Exercise prompt
Lay out everything from the line containing "On this medical scan, whereabouts is the archaeological" down to the end of the records as a numbered list, one line per item, leaving out any blank lines.

Records supplied
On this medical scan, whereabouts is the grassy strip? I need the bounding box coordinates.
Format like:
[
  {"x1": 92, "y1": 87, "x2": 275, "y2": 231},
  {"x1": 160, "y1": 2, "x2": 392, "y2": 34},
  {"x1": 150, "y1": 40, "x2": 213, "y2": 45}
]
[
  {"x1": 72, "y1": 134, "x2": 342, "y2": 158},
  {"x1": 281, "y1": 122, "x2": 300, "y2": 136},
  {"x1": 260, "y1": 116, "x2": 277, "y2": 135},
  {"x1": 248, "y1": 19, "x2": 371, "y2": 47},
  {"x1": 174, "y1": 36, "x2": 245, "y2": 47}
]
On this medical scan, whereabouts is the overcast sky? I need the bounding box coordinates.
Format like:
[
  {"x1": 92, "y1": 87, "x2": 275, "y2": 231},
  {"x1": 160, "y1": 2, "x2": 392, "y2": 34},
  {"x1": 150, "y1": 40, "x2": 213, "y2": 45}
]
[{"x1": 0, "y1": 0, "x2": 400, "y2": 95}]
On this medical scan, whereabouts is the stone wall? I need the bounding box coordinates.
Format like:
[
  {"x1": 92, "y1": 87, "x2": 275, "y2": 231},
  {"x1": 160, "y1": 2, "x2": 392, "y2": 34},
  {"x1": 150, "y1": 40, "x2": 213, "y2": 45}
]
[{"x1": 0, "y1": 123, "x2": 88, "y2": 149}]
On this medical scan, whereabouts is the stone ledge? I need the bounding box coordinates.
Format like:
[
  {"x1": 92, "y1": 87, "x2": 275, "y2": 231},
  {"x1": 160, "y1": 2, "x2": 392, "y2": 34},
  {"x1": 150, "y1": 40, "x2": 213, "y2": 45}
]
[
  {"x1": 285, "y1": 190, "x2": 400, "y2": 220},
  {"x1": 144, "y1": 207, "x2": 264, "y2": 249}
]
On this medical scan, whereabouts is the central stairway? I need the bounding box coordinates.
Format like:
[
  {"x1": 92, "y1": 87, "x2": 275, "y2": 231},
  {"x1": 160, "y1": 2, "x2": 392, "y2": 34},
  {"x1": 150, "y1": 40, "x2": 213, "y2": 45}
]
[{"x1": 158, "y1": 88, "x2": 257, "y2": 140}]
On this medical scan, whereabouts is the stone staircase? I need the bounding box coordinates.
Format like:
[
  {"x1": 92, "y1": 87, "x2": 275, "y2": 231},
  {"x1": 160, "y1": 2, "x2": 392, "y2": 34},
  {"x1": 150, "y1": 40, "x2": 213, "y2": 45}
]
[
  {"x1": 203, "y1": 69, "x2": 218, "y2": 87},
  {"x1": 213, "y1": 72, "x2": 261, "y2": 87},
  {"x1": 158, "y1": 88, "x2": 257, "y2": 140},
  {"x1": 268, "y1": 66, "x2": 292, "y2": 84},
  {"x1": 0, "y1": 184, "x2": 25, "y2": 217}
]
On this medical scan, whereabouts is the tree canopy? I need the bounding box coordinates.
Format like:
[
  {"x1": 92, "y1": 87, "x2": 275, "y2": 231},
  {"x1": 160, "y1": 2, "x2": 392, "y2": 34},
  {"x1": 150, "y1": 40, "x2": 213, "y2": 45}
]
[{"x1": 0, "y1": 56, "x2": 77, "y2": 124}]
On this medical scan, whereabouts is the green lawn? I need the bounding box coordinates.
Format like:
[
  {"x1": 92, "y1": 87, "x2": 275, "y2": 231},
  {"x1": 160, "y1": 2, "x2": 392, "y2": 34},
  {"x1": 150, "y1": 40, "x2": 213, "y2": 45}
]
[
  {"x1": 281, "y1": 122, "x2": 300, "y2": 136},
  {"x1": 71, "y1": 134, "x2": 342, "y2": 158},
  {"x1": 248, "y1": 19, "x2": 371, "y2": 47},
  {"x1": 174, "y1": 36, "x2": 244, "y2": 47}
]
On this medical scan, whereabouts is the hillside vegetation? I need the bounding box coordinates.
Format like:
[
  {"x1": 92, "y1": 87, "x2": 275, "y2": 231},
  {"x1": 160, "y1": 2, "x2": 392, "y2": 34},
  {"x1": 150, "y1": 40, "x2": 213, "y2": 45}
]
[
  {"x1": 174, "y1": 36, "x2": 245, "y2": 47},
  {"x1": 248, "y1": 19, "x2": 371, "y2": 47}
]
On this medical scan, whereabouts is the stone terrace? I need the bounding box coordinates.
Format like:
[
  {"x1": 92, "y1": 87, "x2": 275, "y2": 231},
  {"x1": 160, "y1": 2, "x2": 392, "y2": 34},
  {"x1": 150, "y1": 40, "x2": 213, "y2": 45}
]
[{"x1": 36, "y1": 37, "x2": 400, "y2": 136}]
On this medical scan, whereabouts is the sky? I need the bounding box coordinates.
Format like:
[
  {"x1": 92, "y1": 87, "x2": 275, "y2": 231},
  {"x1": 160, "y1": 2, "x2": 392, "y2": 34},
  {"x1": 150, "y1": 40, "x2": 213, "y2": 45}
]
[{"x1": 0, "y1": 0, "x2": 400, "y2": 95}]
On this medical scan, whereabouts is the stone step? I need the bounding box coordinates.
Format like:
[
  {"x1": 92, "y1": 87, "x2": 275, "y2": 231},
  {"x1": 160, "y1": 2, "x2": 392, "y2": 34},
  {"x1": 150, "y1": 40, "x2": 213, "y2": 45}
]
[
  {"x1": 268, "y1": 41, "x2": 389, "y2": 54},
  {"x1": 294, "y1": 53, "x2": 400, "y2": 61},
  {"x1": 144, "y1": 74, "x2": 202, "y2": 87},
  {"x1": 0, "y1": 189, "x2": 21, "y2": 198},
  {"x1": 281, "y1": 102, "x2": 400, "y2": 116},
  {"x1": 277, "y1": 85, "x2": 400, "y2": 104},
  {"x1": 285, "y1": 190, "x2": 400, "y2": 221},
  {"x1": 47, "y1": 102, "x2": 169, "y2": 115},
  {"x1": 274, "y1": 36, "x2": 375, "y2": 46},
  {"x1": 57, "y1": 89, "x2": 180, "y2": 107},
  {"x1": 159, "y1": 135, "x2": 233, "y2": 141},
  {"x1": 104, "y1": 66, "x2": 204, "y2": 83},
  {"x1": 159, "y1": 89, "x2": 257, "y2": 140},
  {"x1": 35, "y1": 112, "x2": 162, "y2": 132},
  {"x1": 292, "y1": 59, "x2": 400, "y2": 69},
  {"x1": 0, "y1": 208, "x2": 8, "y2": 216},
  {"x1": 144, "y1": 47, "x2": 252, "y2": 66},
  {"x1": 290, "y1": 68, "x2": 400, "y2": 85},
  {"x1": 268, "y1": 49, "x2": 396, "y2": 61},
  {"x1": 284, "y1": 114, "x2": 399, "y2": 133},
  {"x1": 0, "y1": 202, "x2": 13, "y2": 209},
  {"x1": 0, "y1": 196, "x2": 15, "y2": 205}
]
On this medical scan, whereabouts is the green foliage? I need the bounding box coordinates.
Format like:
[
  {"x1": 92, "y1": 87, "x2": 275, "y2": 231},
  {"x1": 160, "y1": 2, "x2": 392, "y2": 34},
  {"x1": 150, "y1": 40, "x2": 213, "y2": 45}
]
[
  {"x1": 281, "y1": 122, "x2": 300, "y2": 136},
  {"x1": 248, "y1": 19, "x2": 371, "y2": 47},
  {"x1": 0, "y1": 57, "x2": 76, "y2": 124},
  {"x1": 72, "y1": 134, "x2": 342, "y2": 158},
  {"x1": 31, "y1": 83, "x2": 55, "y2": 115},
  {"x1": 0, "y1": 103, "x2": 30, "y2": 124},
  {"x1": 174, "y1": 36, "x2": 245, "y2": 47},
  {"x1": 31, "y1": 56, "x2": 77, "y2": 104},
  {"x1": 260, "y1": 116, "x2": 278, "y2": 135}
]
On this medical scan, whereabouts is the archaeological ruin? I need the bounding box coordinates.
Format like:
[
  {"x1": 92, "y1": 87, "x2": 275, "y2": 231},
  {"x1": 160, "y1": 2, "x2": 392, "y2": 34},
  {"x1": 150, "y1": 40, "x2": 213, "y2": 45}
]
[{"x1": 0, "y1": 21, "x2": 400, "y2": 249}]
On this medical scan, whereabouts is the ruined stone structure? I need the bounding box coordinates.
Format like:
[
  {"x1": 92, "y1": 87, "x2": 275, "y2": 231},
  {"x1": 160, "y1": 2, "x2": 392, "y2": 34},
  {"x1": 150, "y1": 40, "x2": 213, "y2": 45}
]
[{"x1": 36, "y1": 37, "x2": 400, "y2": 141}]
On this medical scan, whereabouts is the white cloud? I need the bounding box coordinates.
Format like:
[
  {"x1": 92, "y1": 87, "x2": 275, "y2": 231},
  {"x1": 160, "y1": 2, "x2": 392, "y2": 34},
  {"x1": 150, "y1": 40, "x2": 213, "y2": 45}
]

Exercise answer
1. On this medical scan, whereabouts is the archaeological ruin? I need the bounding box coordinates.
2. Format like:
3. [
4.   {"x1": 92, "y1": 87, "x2": 275, "y2": 231},
5.   {"x1": 160, "y1": 2, "x2": 392, "y2": 34},
6.   {"x1": 150, "y1": 40, "x2": 213, "y2": 45}
7. ]
8. [{"x1": 0, "y1": 21, "x2": 400, "y2": 249}]
9. On this medical scan, whereabouts is the ruined stone structure? I need the bounding box coordinates.
10. Format like:
11. [
12.   {"x1": 92, "y1": 87, "x2": 275, "y2": 231},
13.   {"x1": 160, "y1": 2, "x2": 392, "y2": 34},
14.   {"x1": 150, "y1": 40, "x2": 213, "y2": 45}
15. ]
16. [{"x1": 36, "y1": 37, "x2": 400, "y2": 141}]
17. On this medical scan, whereabouts is the white cloud? I need the bounding box coordinates.
18. Format like:
19. [
20.   {"x1": 92, "y1": 87, "x2": 275, "y2": 231},
21.   {"x1": 160, "y1": 2, "x2": 392, "y2": 34},
22.   {"x1": 150, "y1": 40, "x2": 213, "y2": 45}
23. ]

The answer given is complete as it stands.